TEXT PROVIDED:
▽

Anindilyakwa Mining Trust (AMT)

The AMT was established as a charitable trust to receive negotiated royalties paid to the ALC for the benefit of the traditional owners of Groote. The Australian Charities and Not-for-profits National Commission (ACNC) is the regulator of charities. The AMT 2024 Financial Statement, available on the ACNC website, indicates that it holds net assets totalling $311 million. It distributes comparatively small amounts of its annual revenue to the Anindilyakwa Royalties Aboriginal Corporation (ARAC). Its Trust Deed limits its capacity to distribute payments to corporations representing particular clans. The members of the Trust are James Durilla, Lionel Jaragba, Elma Yantarnagga, Simone Yantarnagga, [all of whom were on the ALC Board], Simon Longstaff, Russell Barnett, Adam Simpson, and Rodney Tidey.

Anindilyakwa Royalties Aboriginal Corporation (ARAC)

ARAC does not prepare a comprehensive Annual Report, but as a CATSI Corporation (and registered charity with Public Benevolent Institution status with FBT exemption ) it uploads regular corporate reports to the website of the Office of the Registrar of Aboriginal Corporations (ORIC).

ARAC Directors in 2023/24 were Tony Wurramarrba (ceased 30 June 2024) James Durilla, Lionel Jaragba, Elma Yantarnagga, Simone Yantarnagga, [all of whom were on the ALC Board], John Cunningham (resigned November 2023), Simon Longstaff, Russell Barnett, Adam Simpson, and Rodney Tidey. Apart from Tony Wurramarrba and John Cunningham, these Directors are also Directors of the AMT.

△

GOALS:
1. Reproduce the passage about the Anindilyakwa Mining Trust between "ARAC does not" and "of the AMT.", inclusive.
2. According to the passage about the Anindilyakwa Mining Trust, what total net assets does the trust's 2024 Financial Statement indicate it holds?
The lines that come next have no role in this work.

ENTRIES PROVIDED:
▽

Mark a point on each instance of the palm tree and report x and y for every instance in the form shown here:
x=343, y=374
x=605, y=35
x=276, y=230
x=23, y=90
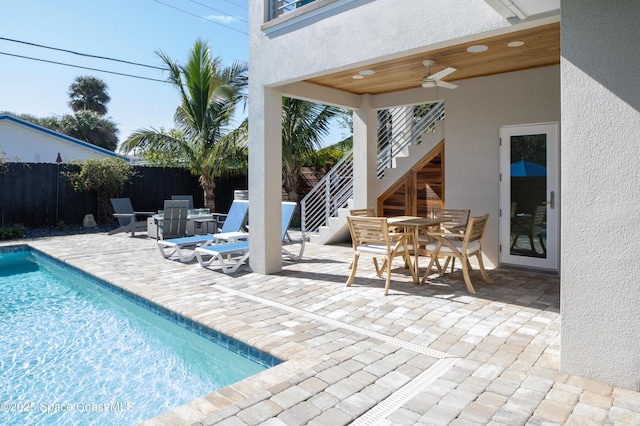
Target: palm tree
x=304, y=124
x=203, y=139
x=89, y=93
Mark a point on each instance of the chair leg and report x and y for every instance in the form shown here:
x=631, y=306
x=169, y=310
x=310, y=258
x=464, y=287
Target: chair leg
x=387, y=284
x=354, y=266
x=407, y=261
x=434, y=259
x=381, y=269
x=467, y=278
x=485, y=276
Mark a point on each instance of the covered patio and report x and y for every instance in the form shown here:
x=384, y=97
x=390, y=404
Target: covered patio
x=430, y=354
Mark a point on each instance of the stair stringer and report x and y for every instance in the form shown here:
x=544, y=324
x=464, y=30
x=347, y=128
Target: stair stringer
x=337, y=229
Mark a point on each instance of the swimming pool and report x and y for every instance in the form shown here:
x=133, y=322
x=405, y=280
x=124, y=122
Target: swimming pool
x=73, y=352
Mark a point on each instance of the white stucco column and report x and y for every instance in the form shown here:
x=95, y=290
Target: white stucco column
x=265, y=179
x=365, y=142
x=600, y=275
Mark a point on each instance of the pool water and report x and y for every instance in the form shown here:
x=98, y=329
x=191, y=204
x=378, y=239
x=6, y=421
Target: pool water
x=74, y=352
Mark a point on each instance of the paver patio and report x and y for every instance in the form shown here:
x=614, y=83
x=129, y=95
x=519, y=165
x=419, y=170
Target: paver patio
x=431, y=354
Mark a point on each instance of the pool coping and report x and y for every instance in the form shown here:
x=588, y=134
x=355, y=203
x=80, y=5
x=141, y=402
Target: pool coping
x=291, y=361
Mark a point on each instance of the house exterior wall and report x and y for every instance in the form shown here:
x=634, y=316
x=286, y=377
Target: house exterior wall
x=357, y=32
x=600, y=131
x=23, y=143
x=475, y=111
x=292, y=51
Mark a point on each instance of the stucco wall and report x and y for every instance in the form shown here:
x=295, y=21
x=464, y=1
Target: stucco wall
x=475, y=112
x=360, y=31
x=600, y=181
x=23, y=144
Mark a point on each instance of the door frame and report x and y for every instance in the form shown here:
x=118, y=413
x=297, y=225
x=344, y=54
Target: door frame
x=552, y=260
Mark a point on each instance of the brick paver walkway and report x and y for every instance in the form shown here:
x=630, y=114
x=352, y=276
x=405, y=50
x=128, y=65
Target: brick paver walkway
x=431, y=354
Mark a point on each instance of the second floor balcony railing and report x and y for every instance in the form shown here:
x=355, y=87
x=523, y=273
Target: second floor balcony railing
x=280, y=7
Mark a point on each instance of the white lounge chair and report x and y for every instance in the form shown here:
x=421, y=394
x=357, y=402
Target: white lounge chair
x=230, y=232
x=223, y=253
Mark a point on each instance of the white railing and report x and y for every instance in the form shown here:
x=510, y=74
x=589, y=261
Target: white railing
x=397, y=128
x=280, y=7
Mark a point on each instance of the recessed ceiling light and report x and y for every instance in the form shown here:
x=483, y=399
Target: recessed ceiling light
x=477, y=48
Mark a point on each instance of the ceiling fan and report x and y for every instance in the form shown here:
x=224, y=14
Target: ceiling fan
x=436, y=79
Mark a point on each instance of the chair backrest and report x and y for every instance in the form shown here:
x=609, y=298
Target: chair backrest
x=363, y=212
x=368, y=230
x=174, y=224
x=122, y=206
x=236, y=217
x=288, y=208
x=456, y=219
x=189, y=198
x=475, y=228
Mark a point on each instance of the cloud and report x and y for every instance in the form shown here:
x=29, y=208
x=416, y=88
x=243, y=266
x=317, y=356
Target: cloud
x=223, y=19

△
▽

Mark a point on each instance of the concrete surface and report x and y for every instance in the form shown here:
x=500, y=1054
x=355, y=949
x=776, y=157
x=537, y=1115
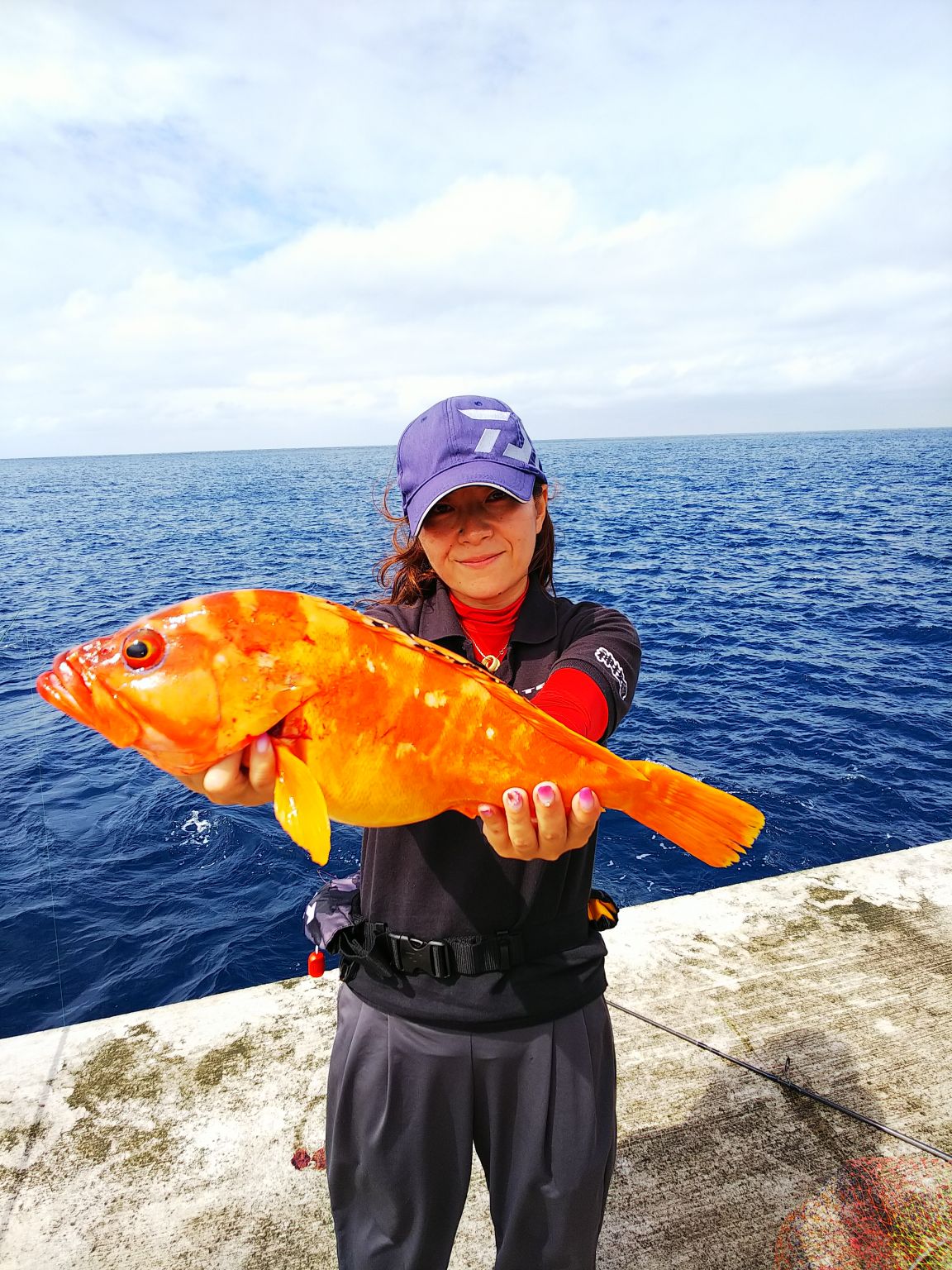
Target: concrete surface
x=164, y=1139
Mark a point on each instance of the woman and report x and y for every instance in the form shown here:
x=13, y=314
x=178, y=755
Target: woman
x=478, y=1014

△
▽

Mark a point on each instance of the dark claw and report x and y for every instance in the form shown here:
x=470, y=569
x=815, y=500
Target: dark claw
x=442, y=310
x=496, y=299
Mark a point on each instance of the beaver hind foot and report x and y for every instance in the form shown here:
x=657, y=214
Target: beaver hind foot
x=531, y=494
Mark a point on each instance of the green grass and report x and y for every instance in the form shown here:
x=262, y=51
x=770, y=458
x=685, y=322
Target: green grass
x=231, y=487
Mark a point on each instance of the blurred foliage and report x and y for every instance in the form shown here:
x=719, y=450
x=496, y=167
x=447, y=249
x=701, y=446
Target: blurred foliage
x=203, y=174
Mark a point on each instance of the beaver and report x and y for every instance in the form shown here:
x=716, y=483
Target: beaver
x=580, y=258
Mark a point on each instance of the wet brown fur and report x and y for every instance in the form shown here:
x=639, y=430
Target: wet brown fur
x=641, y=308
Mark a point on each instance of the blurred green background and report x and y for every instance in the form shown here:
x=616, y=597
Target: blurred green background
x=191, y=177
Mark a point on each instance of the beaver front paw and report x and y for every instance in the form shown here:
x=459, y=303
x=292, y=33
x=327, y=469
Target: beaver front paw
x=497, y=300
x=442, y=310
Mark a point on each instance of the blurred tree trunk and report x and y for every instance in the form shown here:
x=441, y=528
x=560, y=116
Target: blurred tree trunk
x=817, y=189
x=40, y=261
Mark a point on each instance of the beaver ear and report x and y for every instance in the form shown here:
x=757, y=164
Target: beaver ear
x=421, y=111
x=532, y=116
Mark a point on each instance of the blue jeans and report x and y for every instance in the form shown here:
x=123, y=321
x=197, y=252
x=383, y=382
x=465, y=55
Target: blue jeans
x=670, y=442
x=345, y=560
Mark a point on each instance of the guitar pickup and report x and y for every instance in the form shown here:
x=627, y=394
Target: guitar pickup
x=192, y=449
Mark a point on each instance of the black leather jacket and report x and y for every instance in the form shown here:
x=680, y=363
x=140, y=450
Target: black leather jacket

△

FULL SOLUTIONS:
1.
ARAC does not prepare a comprehensive Annual Report, but as a CATSI Corporation (and registered charity with Public Benevolent Institution status with FBT exemption ) it uploads regular corporate reports to the website of the Office of the Registrar of Aboriginal Corporations (ORIC).

ARAC Directors in 2023/24 were Tony Wurramarrba (ceased 30 June 2024) James Durilla, Lionel Jaragba, Elma Yantarnagga, Simone Yantarnagga, [all of whom were on the ALC Board], John Cunningham (resigned November 2023), Simon Longstaff, Russell Barnett, Adam Simpson, and Rodney Tidey. Apart from Tony Wurramarrba and John Cunningham, these Directors are also Directors of the AMT.

2. $311 million